• **WORKING DATA**
------------

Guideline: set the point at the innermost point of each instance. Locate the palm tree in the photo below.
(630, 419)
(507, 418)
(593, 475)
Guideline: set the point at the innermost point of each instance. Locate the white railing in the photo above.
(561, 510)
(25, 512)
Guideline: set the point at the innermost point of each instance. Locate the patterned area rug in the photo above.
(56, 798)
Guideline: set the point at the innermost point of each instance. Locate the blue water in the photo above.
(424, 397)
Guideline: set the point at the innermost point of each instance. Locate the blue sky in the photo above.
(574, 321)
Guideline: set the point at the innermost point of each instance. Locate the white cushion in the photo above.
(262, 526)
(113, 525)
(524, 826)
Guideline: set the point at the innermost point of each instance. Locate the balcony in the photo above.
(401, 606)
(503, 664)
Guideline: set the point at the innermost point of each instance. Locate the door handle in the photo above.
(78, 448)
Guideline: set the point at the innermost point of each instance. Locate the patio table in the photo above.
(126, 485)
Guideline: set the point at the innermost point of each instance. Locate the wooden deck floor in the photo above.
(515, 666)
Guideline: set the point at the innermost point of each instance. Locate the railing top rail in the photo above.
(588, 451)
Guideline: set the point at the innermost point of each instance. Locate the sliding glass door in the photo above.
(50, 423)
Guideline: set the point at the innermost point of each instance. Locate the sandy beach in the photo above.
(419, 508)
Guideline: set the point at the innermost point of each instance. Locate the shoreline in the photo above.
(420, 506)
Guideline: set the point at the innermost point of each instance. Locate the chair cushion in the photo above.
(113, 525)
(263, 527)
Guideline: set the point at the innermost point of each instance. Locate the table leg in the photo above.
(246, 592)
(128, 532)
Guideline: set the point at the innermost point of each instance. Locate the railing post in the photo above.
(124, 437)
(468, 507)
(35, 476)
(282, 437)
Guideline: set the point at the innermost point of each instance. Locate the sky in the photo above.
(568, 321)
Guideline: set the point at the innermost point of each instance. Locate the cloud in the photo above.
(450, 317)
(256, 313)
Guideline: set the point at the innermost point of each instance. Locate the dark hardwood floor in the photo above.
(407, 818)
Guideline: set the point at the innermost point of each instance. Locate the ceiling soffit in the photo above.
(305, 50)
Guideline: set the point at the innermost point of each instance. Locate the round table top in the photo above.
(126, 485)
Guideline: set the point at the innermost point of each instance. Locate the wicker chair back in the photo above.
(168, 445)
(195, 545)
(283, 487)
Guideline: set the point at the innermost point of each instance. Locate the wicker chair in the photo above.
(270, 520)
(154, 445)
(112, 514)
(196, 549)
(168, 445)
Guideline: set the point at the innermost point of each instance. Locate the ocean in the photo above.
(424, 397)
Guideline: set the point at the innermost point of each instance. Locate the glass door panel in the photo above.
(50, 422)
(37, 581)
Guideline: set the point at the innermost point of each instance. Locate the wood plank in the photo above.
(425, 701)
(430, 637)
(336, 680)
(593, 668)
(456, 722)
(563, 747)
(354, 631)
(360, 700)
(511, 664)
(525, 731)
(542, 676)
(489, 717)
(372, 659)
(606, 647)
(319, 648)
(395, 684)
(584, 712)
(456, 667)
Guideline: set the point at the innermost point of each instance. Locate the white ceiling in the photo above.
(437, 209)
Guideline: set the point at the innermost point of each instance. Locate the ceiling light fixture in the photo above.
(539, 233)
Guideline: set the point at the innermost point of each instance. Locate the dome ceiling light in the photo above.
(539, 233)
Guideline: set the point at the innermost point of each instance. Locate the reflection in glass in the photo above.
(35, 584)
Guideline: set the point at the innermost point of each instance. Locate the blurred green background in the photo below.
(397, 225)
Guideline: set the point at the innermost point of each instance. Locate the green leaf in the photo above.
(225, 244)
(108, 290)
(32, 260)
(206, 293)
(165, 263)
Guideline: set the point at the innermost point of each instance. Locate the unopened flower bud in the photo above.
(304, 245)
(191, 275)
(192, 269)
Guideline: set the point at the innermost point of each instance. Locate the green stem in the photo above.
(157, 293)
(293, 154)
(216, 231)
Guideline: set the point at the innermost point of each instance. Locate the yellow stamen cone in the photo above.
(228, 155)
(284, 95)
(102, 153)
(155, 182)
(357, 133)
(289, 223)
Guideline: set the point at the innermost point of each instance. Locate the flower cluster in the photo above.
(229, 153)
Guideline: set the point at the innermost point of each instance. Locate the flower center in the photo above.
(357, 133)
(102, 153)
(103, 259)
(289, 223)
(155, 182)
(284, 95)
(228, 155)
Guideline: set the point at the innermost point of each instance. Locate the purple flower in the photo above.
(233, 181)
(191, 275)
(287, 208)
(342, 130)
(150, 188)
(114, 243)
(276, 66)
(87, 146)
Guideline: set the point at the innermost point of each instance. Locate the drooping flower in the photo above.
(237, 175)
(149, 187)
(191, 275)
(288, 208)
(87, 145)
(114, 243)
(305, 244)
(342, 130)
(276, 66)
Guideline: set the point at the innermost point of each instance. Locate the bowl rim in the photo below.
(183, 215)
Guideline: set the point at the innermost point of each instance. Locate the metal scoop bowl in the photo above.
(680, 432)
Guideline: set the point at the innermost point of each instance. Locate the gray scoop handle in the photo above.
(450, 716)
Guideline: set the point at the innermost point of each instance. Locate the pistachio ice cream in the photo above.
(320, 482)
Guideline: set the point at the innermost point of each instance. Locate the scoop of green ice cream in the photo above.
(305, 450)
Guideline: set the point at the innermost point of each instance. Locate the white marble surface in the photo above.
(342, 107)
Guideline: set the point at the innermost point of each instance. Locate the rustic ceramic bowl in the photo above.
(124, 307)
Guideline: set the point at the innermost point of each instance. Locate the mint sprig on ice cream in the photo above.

------------

• **AIM OF THE TASK**
The answer must be an exact transcription of every record above.

• **RESULT BELOW**
Guideline: set the point at the innermost point of each instance. Locate the palm tree in the photo below.
(630, 419)
(507, 418)
(593, 475)
Guideline: set the point at the innermost point of each instance. Locate the white railing in the photo above.
(561, 510)
(25, 512)
Guideline: set the point at the innermost point of each instance. Locate the patterned area rug in the photo above.
(56, 798)
Guideline: set the point at the innermost point of each instance. Locate the blue water in the photo above.
(424, 397)
Guideline: set the point at the innermost point of each instance. Locate the blue sky in the photo above.
(574, 321)
Guideline: set the point at the innermost point of each instance. Locate the white cushion in the photo above.
(262, 526)
(113, 525)
(524, 826)
Guideline: set the point at the innermost point of each instance. Locate the balcony in the photo above.
(401, 606)
(503, 664)
Guideline: set the point at the innermost point of each instance. Locate the door handle in the photo above.
(78, 448)
Guideline: set the point at the innermost point of each instance. Locate the patio table in the photo above.
(126, 485)
Guideline: set the point at the innermost point of each instance. Locate the wooden deck floor in the photo above.
(515, 666)
Guideline: set the point at the innermost point of each instance. Locate the railing top rail in the photo above.
(588, 451)
Guideline: set the point at the innermost point of each instance. Locate the sliding glass door in the photo above.
(50, 423)
Guideline: set the point at the innermost point of each instance. Locate the sandy beach in the photo above.
(419, 508)
Guideline: set the point at the innermost point of each instance. Locate the shoreline in the photo above.
(420, 506)
Guideline: set the point at the innermost point of each instance. Locate the chair cushion in the photo above.
(113, 525)
(263, 527)
Guideline: set the point at the innermost point of each instance. Locate the table leg in the photo above.
(246, 592)
(128, 532)
Guideline: set the point at the innermost point of each instance. Locate the railing post in the photo above.
(124, 437)
(468, 507)
(35, 476)
(282, 437)
Guideline: set the point at the innermost point of each instance. Locate the sky in the photo above.
(568, 321)
Guideline: set the point at the innermost point of each instance. Locate the cloud in the photo above.
(450, 317)
(256, 313)
Guideline: set the point at the innermost point of each instance. Locate the dark hardwood floor in the photo above.
(407, 818)
Guideline: set the point at the innermost point of each instance. Locate the ceiling soffit in the photo above.
(305, 50)
Guideline: set the point at the innermost point of each instance. Locate the round table top in the photo above.
(126, 485)
Guideline: set the point at the innermost point of each instance. Locate the wicker chair back in the photo above.
(168, 445)
(195, 545)
(283, 487)
Guideline: set the point at the innermost point of each instance. Locate the wicker chair in the photo above.
(270, 520)
(154, 445)
(112, 514)
(196, 549)
(168, 445)
Guideline: set the point at the innermost point of each instance. Locate the ocean in the photo above.
(424, 397)
Guideline: set the point at the innermost point of each instance. Locate the glass door panel in the photo above.
(50, 422)
(37, 581)
Guideline: set the point at the innermost point of each instance. Locate the wood plank in the photo above.
(425, 701)
(430, 637)
(336, 680)
(593, 668)
(456, 722)
(563, 747)
(354, 631)
(360, 700)
(511, 664)
(525, 731)
(542, 676)
(489, 717)
(372, 659)
(606, 647)
(319, 648)
(395, 684)
(584, 712)
(456, 667)
Guideline: set the point at the innermost point of each instance. Locate the white ceiling in the photo above.
(437, 209)
Guideline: set the point at the innermost point of each instance. Locate the ceiling light fixture in the photo above.
(539, 233)
Guideline: set the point at the innermost point of each instance. Locate the dome ceiling light in the photo above.
(539, 233)
Guideline: set the point at the innermost point of each instance. Locate the reflection in glass in the photo above.
(35, 584)
Guideline: set the point at the innermost point of each instance. Locate the blurred green background in the photo below.
(397, 225)
Guideline: set the point at the innermost point of each instance. Locate the green leaf in the photo above.
(225, 244)
(108, 290)
(32, 260)
(206, 293)
(165, 263)
Guideline: set the point at the innermost point of each instance. Locate the unopened flower bud in the photo above.
(304, 245)
(191, 275)
(192, 269)
Guideline: set the point at the innermost point of each instance. Locate the green stem in the photo above.
(157, 293)
(293, 154)
(216, 231)
Guideline: set the point at the innermost point of each instance. Locate the yellow stamen cone in the photo above.
(228, 155)
(284, 95)
(102, 153)
(155, 182)
(357, 133)
(289, 223)
Guideline: set the point at the innermost point of each instance. Locate the flower cluster in the photo above.
(229, 153)
Guideline: set the point at the innermost point of each instance. Locate the flower center in the photo above.
(357, 133)
(102, 153)
(103, 259)
(289, 223)
(155, 182)
(284, 95)
(228, 155)
Guideline: set the point at the innermost point of each instance. Locate the purple flower in the photo above.
(233, 181)
(191, 275)
(287, 208)
(342, 130)
(150, 188)
(114, 243)
(276, 66)
(87, 146)
Guideline: set the point at the innermost point of each instance. Locate the drooping flower in the photo above.
(237, 175)
(149, 187)
(191, 275)
(288, 208)
(87, 145)
(114, 243)
(305, 244)
(342, 130)
(276, 66)
Guideline: set the point at the innermost point of each instance. Locate the bowl rim in the photo below.
(183, 215)
Guideline: set the point at the innermost point of each instance. Locate the metal scoop bowl in the photo above.
(680, 432)
Guideline: set the point at the innermost point of each instance. Locate the gray scoop handle in the photo above.
(450, 716)
Guideline: set the point at the innermost point of each instance. Locate the pistachio ice cream in the photo above.
(320, 482)
Guideline: set the point at the innermost point of each instance. Locate the scoop of green ice cream in the photo above.
(305, 450)
Guideline: set the point at the innermost point of each instance. Locate the white marble surface in the photo above.
(342, 107)
Guideline: set the point at the innermost point of each instance. Locate the rustic ceramic bowl in the photo above.
(124, 307)
Guideline: set the point at the innermost point of each instance. Locate the mint sprig on ice cream in the photo above.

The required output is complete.